• WORK TO DO: Count the lines in the items below that contain the string "pink", where case counts, and reply with only that number.

• DATA ROWS:
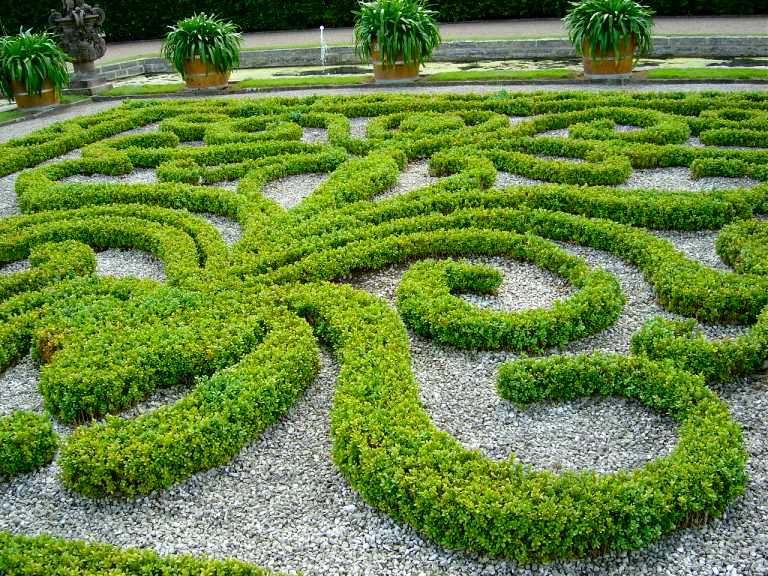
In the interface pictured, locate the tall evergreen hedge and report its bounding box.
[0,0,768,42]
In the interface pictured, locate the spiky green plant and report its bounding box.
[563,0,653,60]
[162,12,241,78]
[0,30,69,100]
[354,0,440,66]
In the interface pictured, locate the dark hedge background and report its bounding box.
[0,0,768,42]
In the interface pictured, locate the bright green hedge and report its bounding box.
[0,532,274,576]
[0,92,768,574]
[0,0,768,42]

--

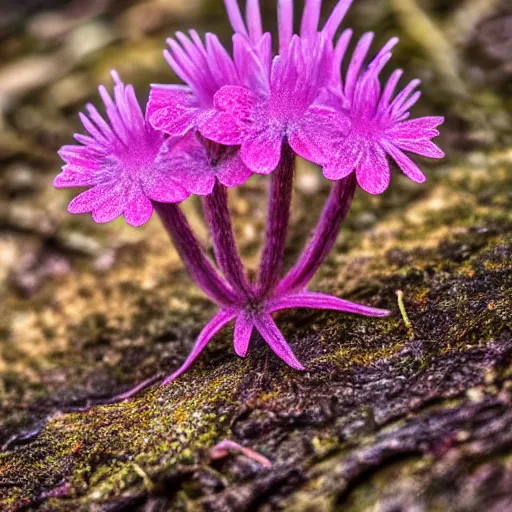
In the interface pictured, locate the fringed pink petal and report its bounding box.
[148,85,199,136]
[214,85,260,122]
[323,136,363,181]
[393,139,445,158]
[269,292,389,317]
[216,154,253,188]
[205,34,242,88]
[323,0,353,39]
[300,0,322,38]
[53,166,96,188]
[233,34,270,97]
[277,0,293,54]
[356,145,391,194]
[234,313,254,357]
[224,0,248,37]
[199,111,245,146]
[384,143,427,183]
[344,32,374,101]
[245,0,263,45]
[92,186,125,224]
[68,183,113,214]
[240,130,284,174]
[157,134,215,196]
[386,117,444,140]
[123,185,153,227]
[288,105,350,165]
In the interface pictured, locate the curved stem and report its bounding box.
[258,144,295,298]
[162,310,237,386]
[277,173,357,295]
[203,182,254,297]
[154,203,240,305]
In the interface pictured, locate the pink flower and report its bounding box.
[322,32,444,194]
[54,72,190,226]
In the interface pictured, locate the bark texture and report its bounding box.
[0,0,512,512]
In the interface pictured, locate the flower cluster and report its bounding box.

• WRITTEN REPLY: 2